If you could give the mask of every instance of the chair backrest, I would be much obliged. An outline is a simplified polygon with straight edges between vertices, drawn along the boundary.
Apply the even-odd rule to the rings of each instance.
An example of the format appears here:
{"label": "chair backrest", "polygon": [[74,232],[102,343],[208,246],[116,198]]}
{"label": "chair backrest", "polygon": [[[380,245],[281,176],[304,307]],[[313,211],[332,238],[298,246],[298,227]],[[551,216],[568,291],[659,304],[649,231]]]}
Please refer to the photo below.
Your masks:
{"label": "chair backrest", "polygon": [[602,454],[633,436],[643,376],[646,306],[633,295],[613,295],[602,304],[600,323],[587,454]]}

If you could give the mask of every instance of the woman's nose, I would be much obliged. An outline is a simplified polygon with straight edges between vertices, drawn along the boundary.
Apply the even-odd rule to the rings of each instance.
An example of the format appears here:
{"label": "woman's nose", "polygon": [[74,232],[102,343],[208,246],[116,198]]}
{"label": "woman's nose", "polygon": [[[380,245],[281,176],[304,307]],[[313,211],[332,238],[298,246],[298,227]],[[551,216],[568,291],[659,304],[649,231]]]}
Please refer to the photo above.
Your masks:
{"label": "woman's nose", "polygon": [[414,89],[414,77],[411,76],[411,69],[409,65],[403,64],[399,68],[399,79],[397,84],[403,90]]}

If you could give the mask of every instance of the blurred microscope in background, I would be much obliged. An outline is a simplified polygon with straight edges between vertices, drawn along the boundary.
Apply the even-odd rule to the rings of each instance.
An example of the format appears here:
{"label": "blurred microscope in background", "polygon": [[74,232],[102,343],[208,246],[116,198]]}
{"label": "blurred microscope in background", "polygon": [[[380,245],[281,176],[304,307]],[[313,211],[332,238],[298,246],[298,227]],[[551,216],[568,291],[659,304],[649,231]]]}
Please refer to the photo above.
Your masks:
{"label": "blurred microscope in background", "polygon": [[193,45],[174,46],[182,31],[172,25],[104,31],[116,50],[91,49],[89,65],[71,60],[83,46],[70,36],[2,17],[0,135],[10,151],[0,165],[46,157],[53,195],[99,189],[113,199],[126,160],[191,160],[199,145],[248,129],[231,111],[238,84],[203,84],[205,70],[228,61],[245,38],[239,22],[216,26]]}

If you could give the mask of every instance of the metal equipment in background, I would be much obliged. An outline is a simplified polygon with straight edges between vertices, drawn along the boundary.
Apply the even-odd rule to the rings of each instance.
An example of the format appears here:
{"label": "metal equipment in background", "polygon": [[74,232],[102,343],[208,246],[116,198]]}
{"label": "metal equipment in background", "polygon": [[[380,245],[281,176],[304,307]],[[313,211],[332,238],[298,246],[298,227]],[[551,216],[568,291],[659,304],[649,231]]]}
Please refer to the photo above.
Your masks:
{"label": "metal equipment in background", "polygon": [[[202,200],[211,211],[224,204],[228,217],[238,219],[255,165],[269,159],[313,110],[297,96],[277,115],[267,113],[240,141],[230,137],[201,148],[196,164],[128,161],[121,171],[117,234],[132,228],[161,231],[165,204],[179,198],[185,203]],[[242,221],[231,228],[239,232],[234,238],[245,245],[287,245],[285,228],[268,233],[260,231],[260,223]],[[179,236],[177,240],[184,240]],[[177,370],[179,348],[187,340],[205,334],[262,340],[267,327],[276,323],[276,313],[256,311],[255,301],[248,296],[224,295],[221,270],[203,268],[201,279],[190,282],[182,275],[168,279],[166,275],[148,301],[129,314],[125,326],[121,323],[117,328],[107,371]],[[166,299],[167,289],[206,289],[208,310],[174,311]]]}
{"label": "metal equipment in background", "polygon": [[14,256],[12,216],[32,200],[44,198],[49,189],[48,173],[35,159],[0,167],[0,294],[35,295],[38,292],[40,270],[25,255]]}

**WHAT THE TASK REQUIRES:**
Gather every line in the entries above that contains the word "with", matching uppercase and lowercase exactly, and copy each of those lines.

**RESPONSE TO THE TASK:**
If you could give the mask of every instance of the chair backrest, I would be much obliged. An outline is a simplified polygon with straight edges between vertices, drawn along the boundary.
If you could give the mask of every instance of the woman's nose, I would be much obliged. An outline is a simplified polygon with straight edges between vertices, drawn along the boundary.
If you could give the mask of every instance of the blurred microscope in background, I would be much obliged. An outline is a simplified polygon with straight edges between vertices, drawn along the boundary.
If you could give the mask of every instance of the metal equipment in background, I would be much obliged. An outline is a simplified polygon with straight edges between vertices, drawn along the boundary.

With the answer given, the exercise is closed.